__TEXT PROVIDED__.
________

SUPREME COURT OF FIJI


Appellate Jurisdiction


CHATTUR LAL


v


REGINAM


Hammett P.J.


August 7th, 21st, 1964


Criminal law — practice and procedure — witness — leave to prosecution to call witness after close of case for defence — new matter which the prosecutor could not have foreseen — Penal Code (Cap. 8) s.106 — Criminal Procedure Code (Cap. 9) s.202.


At the trial of one Shiv Nath for the offence of selling liquor without a licence the appellant gave evidence for the defence that he had conspired with a police constable to manufacture a false case against Shiv Nath. At his own trial for perjury in relation to this evidence and during his cross-examition the appellant for the first time put forward the allegation that he had told Inspector Raikoso of the alleged conspiracy. Inspector Raikoso had given evidence at a trial within a trial during the prosecution case, but not during the trial of the main issues. The magistrate gave leave, after the close of the defence case for Inspector Raikoso to be called by the prosecution in order to deny the appellant's allegations.


Held –


The magistrate properly exercised the discretion given to him by section 202 of the Criminal Procedure Code.


Appeal against conviction by a Magistrate's Court.


F. M. K. Sherani for the appellant.


B. A. Palmer for the Crown.


HAMMETT P.J.: [21st August 1964]—


The appellant was convicted by the Magistrate's Court of the First Class sitting at Nausori on two counts of perjury contrary to section 106 of the Penal Code.


He appealed against conviction only on five grounds. One ground of appeal was abandoned and no argument was adduced in support of another ground of appeal. Neither of these grounds had any merit and counsel for the appellant said he relied on the following grounds only.


"1. The learned Magistrate erred in law in allowing Police Inspector Jeremaia Raikoso to be recalled after the close of the case for the defence.


2. As a result of the contradictions and inconsistencies in the evidence of Shiri Chand Shandil and between Shandil's evidence and the evidence of other witnesses no reliance on Shandil's evidence could have been placed and the learned trial Magistrate erred in holding to the contrary.


3. The verdict is unreasonable and cannot be supported having regard to the weight of the evidence adduced."


As an alternative to the first ground of appeal, two subsidiary grounds of appeal were put forward, which appear to be particulars of the last ground of appeal and were so considered.


The charge arose out of the evidence given by the appellant as a witness for the defence in the case of Regina v. Shiv Nath, a criminal case heard by another Magistrate in the Magistrate's Court at Nausori on 5th April, 1963. In that case Shiv Nath, a retail storekeeper, was charged with the offence of selling liquor without a liquor licence contrary to section 76(1)(a) of the Liquor Ordinance, 1962. The case against Shiv Nath was that on 5th April, 1963, at his retail store at Naselai, Nausori, he sold a half a bottle of liquor to a number of persons who came to his store that night in a taxi driven by one Shiri Karan. At the time of the sale Chattur Lal, the appellant, handed one Shiri Chand Shandil a £1 note and this was used by one Ram Shankar Maharaj to buy the liquor from Shiv Nath. The liquor had just been taken to the car when a Police Constable, who with a Special Constable, had been keeping the store under observation, came to the car and took possession of the liquor. He then spoke to Shiv Nath who admitted he had sold the liquor and said he would not do so again. All these facts were supported and asserted by the appellant in his statement to the Police later that evening at the Police Station.

________

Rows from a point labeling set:
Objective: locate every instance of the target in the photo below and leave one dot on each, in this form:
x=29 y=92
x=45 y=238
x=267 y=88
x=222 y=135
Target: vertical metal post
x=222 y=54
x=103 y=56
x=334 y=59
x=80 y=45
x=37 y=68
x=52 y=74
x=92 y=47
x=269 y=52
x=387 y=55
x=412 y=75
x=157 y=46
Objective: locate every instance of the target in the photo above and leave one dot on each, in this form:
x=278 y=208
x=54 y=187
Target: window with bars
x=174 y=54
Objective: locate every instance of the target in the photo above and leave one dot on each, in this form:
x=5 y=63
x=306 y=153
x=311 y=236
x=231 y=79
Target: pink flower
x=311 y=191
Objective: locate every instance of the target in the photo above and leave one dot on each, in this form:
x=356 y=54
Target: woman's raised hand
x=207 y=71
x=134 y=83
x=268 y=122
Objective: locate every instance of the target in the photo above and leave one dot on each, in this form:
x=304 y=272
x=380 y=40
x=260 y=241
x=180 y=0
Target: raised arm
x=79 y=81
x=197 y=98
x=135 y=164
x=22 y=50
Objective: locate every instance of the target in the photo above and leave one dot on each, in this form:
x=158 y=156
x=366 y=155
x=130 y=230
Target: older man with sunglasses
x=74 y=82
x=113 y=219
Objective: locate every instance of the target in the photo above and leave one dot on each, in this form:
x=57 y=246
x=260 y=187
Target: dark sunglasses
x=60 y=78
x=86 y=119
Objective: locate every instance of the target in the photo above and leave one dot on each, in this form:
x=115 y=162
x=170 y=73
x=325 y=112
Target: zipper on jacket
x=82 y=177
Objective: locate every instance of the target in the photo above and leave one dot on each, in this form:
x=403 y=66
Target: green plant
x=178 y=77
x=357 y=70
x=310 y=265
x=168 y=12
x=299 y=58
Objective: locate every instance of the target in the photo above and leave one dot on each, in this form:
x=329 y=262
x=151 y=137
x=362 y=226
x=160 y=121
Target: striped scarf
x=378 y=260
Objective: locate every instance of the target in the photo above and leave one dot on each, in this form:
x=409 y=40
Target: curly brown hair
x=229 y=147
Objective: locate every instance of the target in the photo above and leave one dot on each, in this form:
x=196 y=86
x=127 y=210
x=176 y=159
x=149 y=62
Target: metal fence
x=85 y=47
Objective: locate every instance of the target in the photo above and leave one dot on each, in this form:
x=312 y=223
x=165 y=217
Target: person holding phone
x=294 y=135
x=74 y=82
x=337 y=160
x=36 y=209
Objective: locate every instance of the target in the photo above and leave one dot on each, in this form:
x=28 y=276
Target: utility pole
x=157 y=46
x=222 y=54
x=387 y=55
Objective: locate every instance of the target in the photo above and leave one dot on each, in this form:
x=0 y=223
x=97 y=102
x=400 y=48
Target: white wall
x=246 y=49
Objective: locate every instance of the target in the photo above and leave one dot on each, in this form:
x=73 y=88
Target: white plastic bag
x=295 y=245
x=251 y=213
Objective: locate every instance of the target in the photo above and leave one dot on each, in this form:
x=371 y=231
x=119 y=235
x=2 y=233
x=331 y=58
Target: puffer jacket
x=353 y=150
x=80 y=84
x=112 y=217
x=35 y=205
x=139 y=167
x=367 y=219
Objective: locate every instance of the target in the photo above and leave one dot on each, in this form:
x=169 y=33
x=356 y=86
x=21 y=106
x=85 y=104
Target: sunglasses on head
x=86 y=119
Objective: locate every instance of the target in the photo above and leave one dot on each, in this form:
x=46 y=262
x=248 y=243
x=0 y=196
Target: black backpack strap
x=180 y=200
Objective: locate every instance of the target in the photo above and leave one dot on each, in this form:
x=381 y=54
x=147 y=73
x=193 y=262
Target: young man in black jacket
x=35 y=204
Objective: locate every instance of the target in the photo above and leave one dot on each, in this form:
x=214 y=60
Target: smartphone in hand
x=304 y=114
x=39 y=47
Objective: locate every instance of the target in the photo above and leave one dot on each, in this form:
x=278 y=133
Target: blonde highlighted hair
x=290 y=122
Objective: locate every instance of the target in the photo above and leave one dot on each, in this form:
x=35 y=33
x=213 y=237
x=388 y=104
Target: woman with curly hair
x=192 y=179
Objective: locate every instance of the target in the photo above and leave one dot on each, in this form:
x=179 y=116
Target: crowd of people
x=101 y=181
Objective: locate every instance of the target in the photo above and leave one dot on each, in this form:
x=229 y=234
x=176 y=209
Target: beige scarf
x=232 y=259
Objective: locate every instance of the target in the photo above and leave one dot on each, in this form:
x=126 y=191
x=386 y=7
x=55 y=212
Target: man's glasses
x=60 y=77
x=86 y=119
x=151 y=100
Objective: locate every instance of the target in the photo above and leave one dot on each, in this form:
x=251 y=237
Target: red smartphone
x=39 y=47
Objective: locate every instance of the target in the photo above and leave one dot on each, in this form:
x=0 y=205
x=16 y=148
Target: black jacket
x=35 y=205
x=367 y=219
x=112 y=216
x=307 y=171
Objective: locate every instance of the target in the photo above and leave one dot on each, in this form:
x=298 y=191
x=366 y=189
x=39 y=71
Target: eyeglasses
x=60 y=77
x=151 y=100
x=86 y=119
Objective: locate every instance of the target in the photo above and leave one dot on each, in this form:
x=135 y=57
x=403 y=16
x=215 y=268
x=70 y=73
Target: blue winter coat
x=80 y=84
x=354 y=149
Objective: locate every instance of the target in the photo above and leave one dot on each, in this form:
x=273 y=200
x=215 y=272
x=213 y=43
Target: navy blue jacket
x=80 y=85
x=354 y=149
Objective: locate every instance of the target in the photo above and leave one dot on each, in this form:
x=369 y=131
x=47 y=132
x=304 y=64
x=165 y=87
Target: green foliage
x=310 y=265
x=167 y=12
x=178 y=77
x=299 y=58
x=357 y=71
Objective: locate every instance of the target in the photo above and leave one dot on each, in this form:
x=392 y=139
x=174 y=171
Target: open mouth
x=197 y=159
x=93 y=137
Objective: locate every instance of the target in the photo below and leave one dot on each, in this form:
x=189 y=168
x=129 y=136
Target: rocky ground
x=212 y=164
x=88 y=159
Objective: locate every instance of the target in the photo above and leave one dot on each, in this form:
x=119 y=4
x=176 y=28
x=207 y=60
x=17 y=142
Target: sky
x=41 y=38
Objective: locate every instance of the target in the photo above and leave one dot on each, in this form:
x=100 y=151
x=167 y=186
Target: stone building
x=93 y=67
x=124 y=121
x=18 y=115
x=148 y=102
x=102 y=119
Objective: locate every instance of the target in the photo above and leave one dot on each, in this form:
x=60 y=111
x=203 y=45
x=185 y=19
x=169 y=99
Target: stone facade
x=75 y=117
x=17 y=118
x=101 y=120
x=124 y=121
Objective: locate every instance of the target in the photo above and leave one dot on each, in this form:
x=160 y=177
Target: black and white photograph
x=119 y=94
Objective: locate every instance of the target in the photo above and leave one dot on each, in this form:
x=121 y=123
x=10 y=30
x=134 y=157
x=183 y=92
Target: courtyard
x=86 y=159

________

__TASK REQUIREMENTS__.
**a)** Using the court judgment on the perjury appeal, say yes or no to whether each statement agrees with it, and quote the exact words that decide it: (i) The appellant was convicted on two counts of perjury. (ii) Inspector Raikoso gave evidence during the trial of the main issues. (iii) Shiv Nath worked as a taxi driver.
**b)** In the court judgment on the perjury appeal, who appeared for the Crown?
**c)** Pick up the court judgment on the perjury appeal after its last sentence and carry it forward.
The rows have nothing to do with what you're asked to do.

__SET OF ANSWERS__.
**a)**
(i) Yes: "on two counts of perjury contrary to section 106 of the Penal Code."
(ii) No: "but not during the trial of the main issues."
(iii) No: "Shiv Nath, a retail storekeeper"

**b)** B. A. Palmer.

**c)**
Shiv Nath was later charged, and at his trial the appellant gave evidence for the defence in direct contradiction of this previous statement to the Police. He then swore that in fact no liquor had been sold by Shiv Nath that night. He gave evidence to the effect that, he, the appellant, and the Police Constable had conspired to manufacture a false case against Shiv Nath, for which purpose the Constable had provided him with a £1 note and the bottle of liquor concerned. He said that the party went in the taxi to Shiv Nath's shop, where one man was sent with this £1 note to buy some mineral drinks. When the Constable arrived the appellant said he produced from the taxi the bottle of liquor supplied by the Police Constable and falsely said this had been bought from Shiv Nath.


During the course of his evidence at that trial the appellant gave the testimony which, on his later trial for perjury, was alleged to be false.


The particulars of the First Count complained that the appellant "wilfully knowingly and falsely swore that on 5th day of April, 1963, he the said Chattur Lal on the arrival at the shop of Shiv Nath s/o Mahabir 'took out a pound note and gave it to the driver that was not my own pound note. It belonged to Constable Andrew Prasad. He had given me the one pound note in the evening. He gave me instructions about one pound note' ".


The particulars of the Second Count complained that the appellant "wilfully knowingly and falsely swore that on 5th day of April, 1963, 'he' (Police Constable Andrew Prasad) 'had given me that bottle of Gin at Wainibokasi Landing after he 'had given me the one pound note' ".


Turning to the first ground of appeal, it appears that during his cross-examination at his trial, the appellant, for the first time in the case, put forward the allegation that he had told Inspector Raikoso of the alleged conspiracy between the appellant and the Police Constable concerned. At the close of the case for the defence the prosecution applied for leave to call Inspector Raikoso, who had given evidence in the "trial within a trial" which was held when the admissibility of the appellant's statement to the police was challenged, but who had not in fact given evidence in the trial of the main issues. Leave was granted. Inspector Raikoso then gave evidence flatly denying that the appellant had ever told him any such thing. It is now submitted that in granting leave to call Inspector Raikoso after the close of the defence the learned trial Magistrate erred in law. This is not so.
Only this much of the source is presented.